_SOURCE EXCERPT:_
>> Start

Mastermind

In Mastermind, player one selects a sequence of four colored pegs, and player two makes guesses until she has identified the sequence. There are six colors, and each color may be used more than once. As guesses are made, the feedback provided is: a black peg for each correct color in the correct position, and a white peg for each correct color in the wrong position.

In the example to the right, the program is playing the role of player one. The user of the program made an initial guess of: red, red, green, green. The program evaluated the guess, and returned two black pegs, and one white peg. The second guess was: cyan, cyan, yellow, yellow. The response returned by the program was one black peg.

The feedback from the first guess indicates that the answer contains: two reds and one green, or two greens and one red. From the second guess we know there is exactly one cyan, or one yellow. The two guesses taken together account for all four pegs, so we know there are no blue or magenta pegs.

For the third guess, lets assume there are two reds and one green (from the feedback for the first guess), and one cyan (from the feedback for the second guess). The order we put these colors in should not violate what we know to be true from previous responses. The order chosen for the third guess was: red, cyan, red, green. The evaluation returned one black peg and one white peg.

Since the overlap from the first guesss two possible scenarios is one red and one green, the response in the third guess is telling us: there is one red and one green, there is no cyan, and we made the wrong choice with respect to both the first and second responses. We should have chosen: two greens, one red, and one yellow.

Now that we have identified the colors, we need to work on the order. Every guess needs to be consistent with the feedback from all previous guesses. The ordering (red, green, green, yellow) would have been a valid guess. Instead, the user randomly chose (green, red, yellow, green) and won the game.

The project

Write an implementation of Mastermind that allows a player to play against the computer from the DOS command line. The computer: picks a random sequence of numbers between 0 and 5, prompts for input, evaluates each guess, displays its black and white response, and exits when the black count is equal to four. The black and white counts are displayed as integers on the line following each guess. Validation of input is optional. The program should also return the answer when the user enters the character ‘a’. The project is divided into three iterations:
  1. Prompt for and receive input, supply a default answer
  2. Create a MastermindModel component that computes the "black" response
  3. Compute the "white" response in the MastermindModel

Iteration 1

James Coplien has suggested the following development strategy to balance customer, developer, and organizational dynamics. The idea is that developer morale and organizational control remain high if there is always a program that does something; no matter how trivial that something is. So the first rule is, Make it run. Always have something that works; and then grow the working system. Shortly after the program is running, it needs to be producing correct results. And finally, optimization should be considered. Premature optimization runs the risk of high cost and low payback. Developers have historically performed very poorly at predicting where the "hot spots" of their design will be. Postponing optimization until the hot spots can actually be demonstrated is often wise.

>> End

_CHALLENGES:_
A – In the Mastermind text, what response did the program return for the third guess?
B – Which iterations does the Mastermind text divide the project into? List all of them.
C – Transcribe the stretch of the Mastermind text from "For the third guess, lets" through "and one yellow.", word for word.

_DATA EXTRACT:_

>> Start

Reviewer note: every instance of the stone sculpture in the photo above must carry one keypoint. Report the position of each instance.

>> End

_EXPECTED ANSWERS:_
A – One black peg and one white peg.

B –
1. Prompt for and receive input, supply a default answer
2. Create a MastermindModel component that computes the "black" response
3. Compute the "white" response in the MastermindModel

C –
For the third guess, lets assume there are two reds and one green (from the feedback for the first guess), and one cyan (from the feedback for the second guess). The order we put these colors in should not violate what we know to be true from previous responses. The order chosen for the third guess was: red, cyan, red, green. The evaluation returned one black peg and one white peg.

Since the overlap from the first guesss two possible scenarios is one red and one green, the response in the third guess is telling us: there is one red and one green, there is no cyan, and we made the wrong choice with respect to both the first and second responses. We should have chosen: two greens, one red, and one yellow.